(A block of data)
* * * * *

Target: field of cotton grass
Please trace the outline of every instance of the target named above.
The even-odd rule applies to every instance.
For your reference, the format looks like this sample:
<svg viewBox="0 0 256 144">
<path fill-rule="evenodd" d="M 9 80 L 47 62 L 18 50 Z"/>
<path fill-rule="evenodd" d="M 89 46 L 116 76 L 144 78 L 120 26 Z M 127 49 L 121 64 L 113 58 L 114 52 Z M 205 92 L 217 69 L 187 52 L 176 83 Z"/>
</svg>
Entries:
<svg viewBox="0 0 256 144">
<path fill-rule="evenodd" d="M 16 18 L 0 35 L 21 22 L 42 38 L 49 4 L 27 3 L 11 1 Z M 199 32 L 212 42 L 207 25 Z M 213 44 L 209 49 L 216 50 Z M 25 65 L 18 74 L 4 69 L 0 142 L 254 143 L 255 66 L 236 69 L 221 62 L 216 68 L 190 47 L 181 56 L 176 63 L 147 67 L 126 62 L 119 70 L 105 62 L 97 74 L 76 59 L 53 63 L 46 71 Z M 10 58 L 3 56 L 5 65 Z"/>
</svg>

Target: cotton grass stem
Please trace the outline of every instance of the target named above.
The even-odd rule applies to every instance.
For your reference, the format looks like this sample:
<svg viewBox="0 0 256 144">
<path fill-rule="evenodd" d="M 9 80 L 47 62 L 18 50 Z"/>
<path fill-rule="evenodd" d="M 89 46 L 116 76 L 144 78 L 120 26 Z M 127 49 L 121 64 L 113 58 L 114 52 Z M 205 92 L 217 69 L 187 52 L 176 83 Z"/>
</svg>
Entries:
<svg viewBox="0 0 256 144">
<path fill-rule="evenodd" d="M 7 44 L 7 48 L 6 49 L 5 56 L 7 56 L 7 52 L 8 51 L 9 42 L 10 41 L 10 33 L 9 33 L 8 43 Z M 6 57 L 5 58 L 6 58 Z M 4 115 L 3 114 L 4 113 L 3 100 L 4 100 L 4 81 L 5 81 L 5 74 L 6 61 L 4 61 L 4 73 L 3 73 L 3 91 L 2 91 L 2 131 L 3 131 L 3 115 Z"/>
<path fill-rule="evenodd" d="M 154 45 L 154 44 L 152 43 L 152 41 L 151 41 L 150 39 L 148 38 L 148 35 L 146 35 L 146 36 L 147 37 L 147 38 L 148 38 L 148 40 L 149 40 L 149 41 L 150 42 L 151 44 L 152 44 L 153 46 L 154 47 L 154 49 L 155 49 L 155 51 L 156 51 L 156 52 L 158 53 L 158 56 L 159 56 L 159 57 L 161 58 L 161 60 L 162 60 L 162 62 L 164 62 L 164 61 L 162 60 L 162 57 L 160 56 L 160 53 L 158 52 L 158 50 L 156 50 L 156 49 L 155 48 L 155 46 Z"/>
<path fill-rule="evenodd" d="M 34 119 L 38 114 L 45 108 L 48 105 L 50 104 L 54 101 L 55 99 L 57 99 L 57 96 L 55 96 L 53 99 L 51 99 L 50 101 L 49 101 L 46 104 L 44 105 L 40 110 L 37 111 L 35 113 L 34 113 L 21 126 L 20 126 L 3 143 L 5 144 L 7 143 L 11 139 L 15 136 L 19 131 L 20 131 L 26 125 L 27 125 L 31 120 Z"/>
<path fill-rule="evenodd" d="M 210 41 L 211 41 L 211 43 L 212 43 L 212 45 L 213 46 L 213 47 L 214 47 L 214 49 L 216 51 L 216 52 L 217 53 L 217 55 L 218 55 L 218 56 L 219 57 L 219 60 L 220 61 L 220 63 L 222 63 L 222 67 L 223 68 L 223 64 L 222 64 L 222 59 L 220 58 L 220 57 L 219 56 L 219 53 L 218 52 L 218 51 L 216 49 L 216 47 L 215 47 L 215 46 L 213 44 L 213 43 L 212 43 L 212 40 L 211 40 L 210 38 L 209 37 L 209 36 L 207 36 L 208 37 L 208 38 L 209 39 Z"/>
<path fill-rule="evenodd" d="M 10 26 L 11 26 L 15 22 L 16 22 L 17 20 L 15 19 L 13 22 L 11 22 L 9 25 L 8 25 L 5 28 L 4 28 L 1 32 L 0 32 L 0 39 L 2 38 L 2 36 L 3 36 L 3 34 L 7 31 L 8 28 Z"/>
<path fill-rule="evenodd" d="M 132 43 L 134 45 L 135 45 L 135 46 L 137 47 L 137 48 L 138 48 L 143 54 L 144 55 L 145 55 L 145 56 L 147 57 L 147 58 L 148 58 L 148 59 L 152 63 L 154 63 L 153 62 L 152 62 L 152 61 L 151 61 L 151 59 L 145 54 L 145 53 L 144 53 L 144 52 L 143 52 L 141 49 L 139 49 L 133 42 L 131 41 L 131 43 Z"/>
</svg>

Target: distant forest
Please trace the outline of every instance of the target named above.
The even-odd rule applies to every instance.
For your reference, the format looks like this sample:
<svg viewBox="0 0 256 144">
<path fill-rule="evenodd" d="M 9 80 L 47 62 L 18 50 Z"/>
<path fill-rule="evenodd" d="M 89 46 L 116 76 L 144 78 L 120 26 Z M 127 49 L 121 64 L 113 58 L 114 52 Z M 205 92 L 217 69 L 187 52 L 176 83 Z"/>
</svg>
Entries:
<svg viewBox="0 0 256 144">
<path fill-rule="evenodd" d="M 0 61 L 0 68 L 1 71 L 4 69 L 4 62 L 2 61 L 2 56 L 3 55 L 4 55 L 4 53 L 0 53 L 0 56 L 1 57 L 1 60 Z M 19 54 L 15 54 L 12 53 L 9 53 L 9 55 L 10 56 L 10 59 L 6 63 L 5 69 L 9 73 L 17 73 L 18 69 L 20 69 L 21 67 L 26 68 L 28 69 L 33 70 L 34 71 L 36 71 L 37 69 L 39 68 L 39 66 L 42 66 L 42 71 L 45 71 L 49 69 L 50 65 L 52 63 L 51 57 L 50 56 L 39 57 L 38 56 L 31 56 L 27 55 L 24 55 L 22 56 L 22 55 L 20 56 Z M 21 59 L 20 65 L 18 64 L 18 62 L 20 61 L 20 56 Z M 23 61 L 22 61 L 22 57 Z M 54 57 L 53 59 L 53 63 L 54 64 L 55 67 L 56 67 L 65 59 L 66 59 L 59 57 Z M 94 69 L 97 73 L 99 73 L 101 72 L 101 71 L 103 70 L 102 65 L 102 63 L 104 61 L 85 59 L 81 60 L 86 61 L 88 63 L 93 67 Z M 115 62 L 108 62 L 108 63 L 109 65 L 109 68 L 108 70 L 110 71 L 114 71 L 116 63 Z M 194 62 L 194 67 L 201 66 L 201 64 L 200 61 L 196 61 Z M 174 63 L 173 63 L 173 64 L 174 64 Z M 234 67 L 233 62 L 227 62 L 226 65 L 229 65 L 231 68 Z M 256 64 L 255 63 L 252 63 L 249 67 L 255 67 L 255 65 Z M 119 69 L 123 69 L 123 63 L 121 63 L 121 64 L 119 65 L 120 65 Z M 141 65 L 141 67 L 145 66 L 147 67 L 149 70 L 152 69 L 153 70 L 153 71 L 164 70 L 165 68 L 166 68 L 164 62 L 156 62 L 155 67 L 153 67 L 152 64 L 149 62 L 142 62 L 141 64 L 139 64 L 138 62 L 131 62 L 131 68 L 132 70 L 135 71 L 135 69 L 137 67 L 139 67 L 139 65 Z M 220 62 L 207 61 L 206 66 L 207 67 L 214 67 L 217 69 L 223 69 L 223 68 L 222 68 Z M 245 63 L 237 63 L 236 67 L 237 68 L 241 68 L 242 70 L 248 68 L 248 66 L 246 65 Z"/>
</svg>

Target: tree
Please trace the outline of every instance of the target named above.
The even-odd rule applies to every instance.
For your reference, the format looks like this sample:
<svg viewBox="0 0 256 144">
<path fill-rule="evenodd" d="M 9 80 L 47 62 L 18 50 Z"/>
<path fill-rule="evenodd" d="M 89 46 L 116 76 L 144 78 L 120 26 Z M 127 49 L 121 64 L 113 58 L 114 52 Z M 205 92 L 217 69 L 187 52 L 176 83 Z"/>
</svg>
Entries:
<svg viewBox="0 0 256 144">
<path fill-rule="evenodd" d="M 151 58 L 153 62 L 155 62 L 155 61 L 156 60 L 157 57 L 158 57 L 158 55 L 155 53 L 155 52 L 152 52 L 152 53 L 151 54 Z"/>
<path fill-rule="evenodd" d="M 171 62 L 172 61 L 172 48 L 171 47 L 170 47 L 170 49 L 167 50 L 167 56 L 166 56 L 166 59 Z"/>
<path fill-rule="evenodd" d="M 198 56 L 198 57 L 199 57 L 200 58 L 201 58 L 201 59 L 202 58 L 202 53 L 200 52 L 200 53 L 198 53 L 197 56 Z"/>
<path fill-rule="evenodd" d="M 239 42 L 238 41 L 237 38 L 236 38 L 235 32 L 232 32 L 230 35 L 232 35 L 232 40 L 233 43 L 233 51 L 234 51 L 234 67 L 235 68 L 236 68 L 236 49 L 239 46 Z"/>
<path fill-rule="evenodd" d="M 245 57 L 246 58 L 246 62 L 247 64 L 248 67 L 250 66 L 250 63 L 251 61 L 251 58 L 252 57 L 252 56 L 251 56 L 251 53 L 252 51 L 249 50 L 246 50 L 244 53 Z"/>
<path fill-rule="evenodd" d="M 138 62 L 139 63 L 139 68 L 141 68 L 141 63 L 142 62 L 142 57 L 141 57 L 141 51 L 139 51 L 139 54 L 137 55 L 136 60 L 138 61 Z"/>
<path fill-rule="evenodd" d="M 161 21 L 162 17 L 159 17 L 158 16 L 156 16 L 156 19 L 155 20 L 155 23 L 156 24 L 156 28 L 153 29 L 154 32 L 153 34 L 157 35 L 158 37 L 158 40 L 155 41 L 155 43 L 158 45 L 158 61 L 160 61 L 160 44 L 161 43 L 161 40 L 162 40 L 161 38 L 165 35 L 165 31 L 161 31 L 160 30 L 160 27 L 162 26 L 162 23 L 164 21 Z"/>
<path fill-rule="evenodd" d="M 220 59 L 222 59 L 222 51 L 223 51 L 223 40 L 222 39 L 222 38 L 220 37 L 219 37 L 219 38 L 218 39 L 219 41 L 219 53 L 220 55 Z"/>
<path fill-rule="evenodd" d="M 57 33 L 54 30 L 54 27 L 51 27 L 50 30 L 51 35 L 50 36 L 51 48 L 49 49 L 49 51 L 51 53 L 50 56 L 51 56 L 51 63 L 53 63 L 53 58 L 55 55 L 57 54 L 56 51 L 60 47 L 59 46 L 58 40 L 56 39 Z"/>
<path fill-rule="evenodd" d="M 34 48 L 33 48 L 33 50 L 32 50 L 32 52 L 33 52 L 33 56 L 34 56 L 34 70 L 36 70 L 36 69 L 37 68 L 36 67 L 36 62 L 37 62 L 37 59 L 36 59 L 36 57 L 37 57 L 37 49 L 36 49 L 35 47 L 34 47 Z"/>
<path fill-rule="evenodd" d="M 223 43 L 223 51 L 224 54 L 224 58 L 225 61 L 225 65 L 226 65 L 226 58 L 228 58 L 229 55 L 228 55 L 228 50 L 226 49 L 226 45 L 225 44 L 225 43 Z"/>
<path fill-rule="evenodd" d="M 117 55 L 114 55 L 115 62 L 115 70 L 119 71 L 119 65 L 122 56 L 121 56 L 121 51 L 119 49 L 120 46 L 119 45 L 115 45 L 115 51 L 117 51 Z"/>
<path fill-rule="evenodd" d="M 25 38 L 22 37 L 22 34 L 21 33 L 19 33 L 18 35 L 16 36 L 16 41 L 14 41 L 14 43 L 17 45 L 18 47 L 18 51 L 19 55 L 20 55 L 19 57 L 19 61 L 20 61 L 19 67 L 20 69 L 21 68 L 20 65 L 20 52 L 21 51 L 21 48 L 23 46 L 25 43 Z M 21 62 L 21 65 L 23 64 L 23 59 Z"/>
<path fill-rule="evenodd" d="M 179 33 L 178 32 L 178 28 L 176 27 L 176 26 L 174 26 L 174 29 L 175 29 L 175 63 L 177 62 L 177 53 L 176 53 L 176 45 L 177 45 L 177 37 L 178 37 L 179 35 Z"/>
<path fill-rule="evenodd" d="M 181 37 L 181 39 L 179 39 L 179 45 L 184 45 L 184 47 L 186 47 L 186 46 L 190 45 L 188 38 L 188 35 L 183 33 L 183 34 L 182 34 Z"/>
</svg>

* * * * *

TASK DESCRIPTION: Please copy the material from the line with "Target: cotton grass stem" through the line with "115 L 3 114", swapping "outline" for "boundary" and leaving everything else unchanged.

RESPONSE:
Target: cotton grass stem
Please trace the boundary of every instance of the target named above.
The even-odd rule applies to every instance.
For your reference, the format looks like this sample:
<svg viewBox="0 0 256 144">
<path fill-rule="evenodd" d="M 9 80 L 47 62 L 18 50 Z"/>
<path fill-rule="evenodd" d="M 89 46 L 116 76 L 144 78 L 120 26 Z M 127 49 L 121 64 L 113 58 L 114 52 Z M 205 92 L 217 69 L 187 52 L 176 83 Z"/>
</svg>
Entries:
<svg viewBox="0 0 256 144">
<path fill-rule="evenodd" d="M 7 44 L 7 48 L 6 49 L 5 56 L 7 56 L 7 52 L 8 51 L 9 42 L 10 41 L 10 33 L 9 33 L 8 43 Z M 6 57 L 5 58 L 6 58 Z M 4 115 L 3 114 L 4 113 L 3 100 L 4 100 L 4 81 L 5 81 L 5 74 L 6 61 L 4 61 L 4 73 L 3 73 L 3 91 L 2 91 L 2 131 L 3 131 L 3 115 Z"/>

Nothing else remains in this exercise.